◆ Request A: Rewrite the stretch of the passage on dialogue from "A dialogue is" through "an example each.", changing "countries" to "nations".
>> start Source passage
A dialogue is a conversation between two or more people in a book, play, or film. Sometimes, countries also have dialgues amongst themselves, and these instances too can be said to belong to a play or film. Here is an example each.

Bertie: Tell me, Jeeves, were you always like this, or did it come on suddenly?
Jeeves: Sir? 
Bertie: The brain, the grey matter. Were you an outstandingly brilliant child?
Jeeves: My mother thought me intelligent, Sir. 
Bertie: Well, you can't go by that! My mother thought me intelligent!

- Woodehouse, P. G. "Very Good, Jeeves".
We have agreed that a conference of United Nations should be called
to meet at San Francisco in the United States on April 25, 1945, 
to prepare the charter of such an organization, along the lines proposed 
in the informal conversations at Dumbarton Oaks.
>> end Source passage
>> start Material supplied
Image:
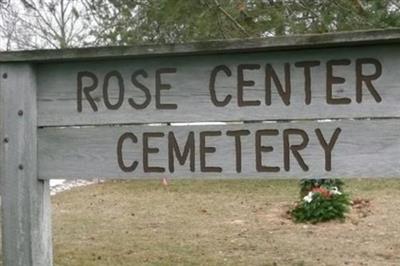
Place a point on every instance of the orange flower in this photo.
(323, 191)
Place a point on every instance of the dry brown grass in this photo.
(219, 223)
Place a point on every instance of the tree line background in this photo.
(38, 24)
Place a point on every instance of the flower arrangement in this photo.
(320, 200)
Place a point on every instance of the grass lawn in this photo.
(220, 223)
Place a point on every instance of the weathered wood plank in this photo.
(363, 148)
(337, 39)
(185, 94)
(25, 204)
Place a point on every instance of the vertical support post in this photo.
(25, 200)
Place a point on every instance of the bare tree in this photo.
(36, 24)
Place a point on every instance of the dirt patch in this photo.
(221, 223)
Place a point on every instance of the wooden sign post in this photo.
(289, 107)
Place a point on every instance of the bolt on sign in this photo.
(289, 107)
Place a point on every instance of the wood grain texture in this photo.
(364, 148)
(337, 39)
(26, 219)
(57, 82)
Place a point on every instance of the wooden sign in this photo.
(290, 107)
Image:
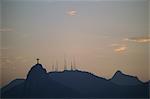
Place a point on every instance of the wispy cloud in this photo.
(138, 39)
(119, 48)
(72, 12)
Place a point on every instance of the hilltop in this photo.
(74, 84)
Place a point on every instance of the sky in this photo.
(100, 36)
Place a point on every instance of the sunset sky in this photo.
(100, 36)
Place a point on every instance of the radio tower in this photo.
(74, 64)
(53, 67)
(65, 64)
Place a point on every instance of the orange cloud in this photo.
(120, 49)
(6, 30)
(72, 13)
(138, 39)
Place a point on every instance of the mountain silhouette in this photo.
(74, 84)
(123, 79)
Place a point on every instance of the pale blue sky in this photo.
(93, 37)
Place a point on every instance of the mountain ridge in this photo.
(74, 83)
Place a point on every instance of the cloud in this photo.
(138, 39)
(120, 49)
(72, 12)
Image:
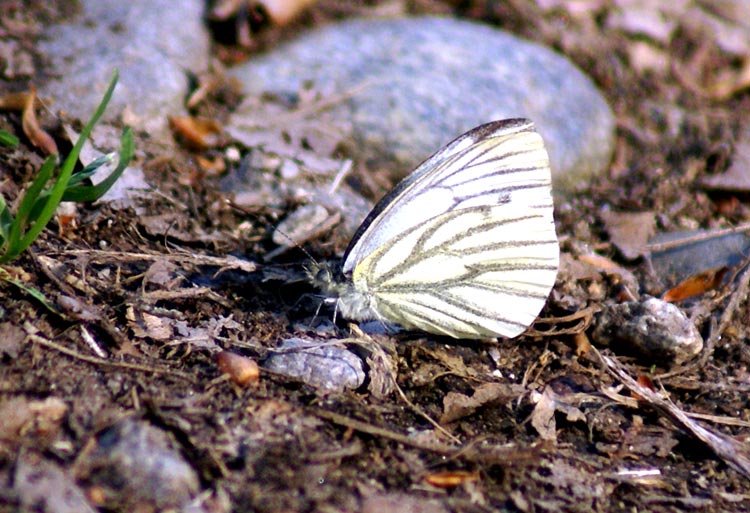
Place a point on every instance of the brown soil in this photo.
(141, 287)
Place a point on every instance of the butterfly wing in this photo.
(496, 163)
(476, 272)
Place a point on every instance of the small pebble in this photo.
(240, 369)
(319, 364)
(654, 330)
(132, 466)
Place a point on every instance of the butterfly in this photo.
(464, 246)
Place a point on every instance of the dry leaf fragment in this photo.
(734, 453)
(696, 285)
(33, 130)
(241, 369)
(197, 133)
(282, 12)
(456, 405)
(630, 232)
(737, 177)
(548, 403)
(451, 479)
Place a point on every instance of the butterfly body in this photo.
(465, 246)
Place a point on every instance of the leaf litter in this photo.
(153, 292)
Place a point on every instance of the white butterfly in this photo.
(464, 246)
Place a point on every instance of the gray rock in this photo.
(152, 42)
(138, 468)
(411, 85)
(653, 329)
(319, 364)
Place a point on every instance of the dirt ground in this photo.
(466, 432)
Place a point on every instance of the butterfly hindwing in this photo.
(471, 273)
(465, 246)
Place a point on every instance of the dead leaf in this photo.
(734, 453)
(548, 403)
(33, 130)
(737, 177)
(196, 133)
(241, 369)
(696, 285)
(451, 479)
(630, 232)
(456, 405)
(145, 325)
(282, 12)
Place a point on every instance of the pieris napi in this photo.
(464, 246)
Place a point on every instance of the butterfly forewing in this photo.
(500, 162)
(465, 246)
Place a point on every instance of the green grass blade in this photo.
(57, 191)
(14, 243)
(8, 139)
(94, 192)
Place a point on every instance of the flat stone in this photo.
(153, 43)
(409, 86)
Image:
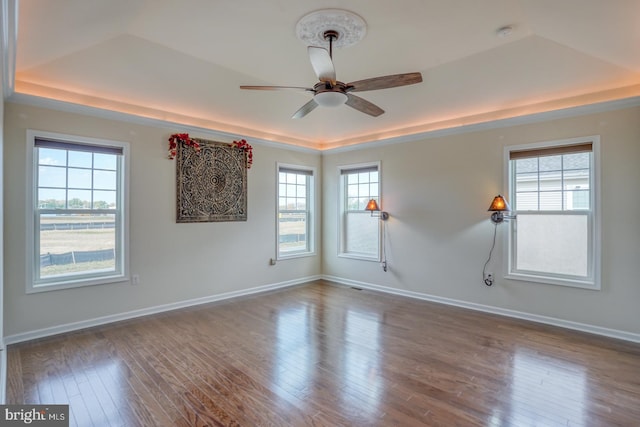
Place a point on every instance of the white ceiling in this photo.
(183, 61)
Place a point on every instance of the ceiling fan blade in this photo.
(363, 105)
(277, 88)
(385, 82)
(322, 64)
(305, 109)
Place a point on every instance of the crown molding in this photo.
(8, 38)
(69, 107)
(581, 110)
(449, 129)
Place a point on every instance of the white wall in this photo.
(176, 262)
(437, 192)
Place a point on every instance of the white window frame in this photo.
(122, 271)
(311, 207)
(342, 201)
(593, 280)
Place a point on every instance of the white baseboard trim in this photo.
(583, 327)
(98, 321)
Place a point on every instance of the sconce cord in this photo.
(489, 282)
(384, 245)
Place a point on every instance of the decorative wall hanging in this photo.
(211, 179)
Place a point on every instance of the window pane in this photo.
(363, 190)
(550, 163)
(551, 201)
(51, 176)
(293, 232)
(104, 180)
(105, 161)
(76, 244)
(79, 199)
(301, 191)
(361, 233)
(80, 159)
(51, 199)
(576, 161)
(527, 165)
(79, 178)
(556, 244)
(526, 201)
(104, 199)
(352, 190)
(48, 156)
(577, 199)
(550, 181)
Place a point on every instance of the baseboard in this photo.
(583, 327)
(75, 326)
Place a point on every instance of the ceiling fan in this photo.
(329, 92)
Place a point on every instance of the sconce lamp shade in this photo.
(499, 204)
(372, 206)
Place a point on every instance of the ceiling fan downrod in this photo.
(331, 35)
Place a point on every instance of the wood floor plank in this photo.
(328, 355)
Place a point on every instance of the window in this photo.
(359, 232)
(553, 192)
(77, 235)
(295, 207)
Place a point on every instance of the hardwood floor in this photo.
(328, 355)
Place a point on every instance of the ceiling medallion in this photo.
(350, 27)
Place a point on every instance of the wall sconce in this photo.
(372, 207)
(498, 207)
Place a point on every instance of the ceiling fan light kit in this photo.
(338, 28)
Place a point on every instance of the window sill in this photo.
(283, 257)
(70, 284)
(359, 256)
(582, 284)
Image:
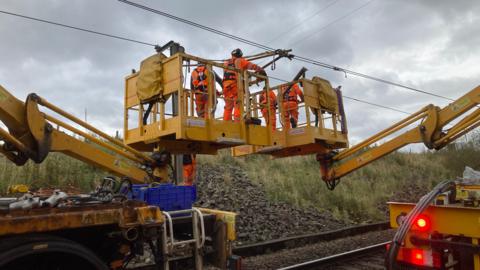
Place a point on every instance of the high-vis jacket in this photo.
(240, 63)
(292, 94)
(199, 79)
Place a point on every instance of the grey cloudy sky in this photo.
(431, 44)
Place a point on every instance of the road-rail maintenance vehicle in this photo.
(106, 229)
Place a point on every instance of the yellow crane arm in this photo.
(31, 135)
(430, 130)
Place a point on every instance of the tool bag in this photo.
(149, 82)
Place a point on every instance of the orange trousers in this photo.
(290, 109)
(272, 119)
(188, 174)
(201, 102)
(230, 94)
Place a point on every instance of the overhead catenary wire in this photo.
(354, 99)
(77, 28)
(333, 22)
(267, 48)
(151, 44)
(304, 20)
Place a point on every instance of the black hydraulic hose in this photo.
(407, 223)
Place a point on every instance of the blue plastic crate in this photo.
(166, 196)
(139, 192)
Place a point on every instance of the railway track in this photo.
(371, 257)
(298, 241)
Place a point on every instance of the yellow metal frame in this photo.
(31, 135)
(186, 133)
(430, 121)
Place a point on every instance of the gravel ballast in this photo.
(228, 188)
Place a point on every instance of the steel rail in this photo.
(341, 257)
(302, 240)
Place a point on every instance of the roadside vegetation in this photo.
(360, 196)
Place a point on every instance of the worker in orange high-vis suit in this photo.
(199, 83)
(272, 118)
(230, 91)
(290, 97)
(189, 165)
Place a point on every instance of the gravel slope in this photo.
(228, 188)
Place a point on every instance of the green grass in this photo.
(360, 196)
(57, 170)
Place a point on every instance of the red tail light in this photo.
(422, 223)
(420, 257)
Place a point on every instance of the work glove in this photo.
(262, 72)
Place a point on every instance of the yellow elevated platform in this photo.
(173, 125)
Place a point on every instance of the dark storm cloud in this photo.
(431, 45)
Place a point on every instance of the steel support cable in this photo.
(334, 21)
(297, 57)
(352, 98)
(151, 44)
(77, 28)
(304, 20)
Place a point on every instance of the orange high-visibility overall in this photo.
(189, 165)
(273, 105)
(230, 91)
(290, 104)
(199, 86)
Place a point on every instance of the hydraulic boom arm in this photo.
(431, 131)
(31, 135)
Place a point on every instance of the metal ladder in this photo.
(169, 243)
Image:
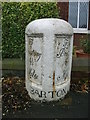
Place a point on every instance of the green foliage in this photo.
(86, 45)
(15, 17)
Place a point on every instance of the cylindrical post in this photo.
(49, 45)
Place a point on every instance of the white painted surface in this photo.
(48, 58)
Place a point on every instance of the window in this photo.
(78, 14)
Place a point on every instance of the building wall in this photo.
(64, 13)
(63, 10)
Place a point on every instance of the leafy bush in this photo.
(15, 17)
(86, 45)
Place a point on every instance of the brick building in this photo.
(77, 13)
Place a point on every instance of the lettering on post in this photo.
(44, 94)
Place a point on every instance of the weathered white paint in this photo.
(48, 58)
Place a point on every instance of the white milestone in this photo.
>> end Material supplied
◆ Request B: Identify each line in the entries above that contains the word "gravel", and copy those lines.

◆ Problem solution A:
A dialogue is a conversation between two or more people in a book, play, or film. Sometimes, nations also have dialgues amongst themselves, and these instances too can be said to belong to a play or film. Here is an example each.

◆ Problem solution B:
Place a point on every instance of the gravel ballast in this photo.
Place a point on every instance of the gravel slope in this photo.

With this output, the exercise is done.